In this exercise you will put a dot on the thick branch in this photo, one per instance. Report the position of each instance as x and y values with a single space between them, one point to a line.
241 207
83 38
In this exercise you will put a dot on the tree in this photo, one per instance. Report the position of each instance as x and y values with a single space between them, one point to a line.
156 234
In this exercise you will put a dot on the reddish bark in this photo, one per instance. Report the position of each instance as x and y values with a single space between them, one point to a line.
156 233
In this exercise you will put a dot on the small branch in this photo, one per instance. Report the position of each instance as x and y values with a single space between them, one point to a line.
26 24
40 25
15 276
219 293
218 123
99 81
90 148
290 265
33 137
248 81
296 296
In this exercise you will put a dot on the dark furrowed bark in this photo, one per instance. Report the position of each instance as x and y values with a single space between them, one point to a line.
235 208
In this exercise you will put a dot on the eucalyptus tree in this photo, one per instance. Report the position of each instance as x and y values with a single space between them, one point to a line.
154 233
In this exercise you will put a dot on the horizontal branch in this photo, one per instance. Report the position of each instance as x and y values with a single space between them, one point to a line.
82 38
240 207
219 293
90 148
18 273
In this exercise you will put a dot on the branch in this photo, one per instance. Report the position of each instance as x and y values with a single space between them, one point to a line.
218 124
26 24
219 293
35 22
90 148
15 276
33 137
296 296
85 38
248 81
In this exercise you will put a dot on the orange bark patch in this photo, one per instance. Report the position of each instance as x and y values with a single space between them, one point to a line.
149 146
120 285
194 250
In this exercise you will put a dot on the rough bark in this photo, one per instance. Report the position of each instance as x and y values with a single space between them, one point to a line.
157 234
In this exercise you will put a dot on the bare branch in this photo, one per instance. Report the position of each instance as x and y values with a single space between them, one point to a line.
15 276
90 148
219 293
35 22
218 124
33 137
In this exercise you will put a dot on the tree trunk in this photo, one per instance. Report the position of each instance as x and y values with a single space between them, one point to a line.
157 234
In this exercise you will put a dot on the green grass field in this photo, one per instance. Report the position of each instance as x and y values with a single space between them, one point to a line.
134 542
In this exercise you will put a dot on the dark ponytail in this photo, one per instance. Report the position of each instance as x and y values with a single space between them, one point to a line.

## What the exercise asks
Print out the whole listing exactly as it appears.

## Solution to the exercise
In this exercise you will put a dot on the thick branch in this photo, one per instance. Report the position of each instance as x and y values with a single space between them, one point to a line.
241 207
83 38
In this exercise you will put a dot on the tree in this photo, one per instance. Report the position of each instance as x and y values with a single space between them, one point to a line.
156 234
In this exercise you will put a dot on the reddish bark in this photo, one per instance. Report the position of each instance as x and y values with a single space between them, one point to a line.
156 233
In this exercise you will put a dot on the small branch in this photo, one per instance. Report the position of each instance as x and y values with a single space between them, one point to a line.
26 24
40 25
15 276
219 293
218 123
99 81
90 148
290 265
33 137
248 81
296 296
In this exercise you will put a dot on the dark furrowed bark in this photo, one per instance. Report the position of each instance as x and y values with a single space between them, one point to a line.
235 208
In this exercise you will put a dot on the eucalyptus tree in this photo, one per instance. Report the position of each instance as x and y values with a single space between them, one point to a line.
154 233
In this exercise you will put a dot on the horizontal branch in this photo, one per instance. Report the position of each instance as x and y values with a single space between them, one point to a line.
82 38
240 207
219 293
90 148
18 273
In this exercise you will put a dot on the branch in this photo, one per instance. Report the position of each instance as x and y values with a single space between them, one point to a line.
218 124
26 24
219 293
35 22
90 148
15 276
33 137
296 296
85 38
248 81
In this exercise you will put a dot on the orange bark patch in this photo, one per instance. Report the position of each instance as x and y values with a single space between them, one point to a line.
149 146
120 285
194 250
In this exercise you will put a dot on the rough bark in this photo, one per instance. Report the position of each instance as x and y values with a single space between them, one point to a line.
157 234
In this exercise you will put a dot on the bare branch in this photo, one per instance. Report the position of each instance as x and y values with a single space between them, one point to a line.
15 276
90 148
219 293
35 22
218 124
33 137
In this exercise you will put a dot on the tree trunk in this photo, one per instance. Report the position of each instance as x and y values with a single space between them, one point to a line.
157 234
In this exercise you will put a dot on the green grass field in this photo, one per instance. Report the position of each instance as x and y values with a single space between them, one point to a line.
134 542
In this exercise you will put a dot on the dark ponytail in this photo, one per instance. Report the position of each instance as x and y values with a single space between them, one point to a line.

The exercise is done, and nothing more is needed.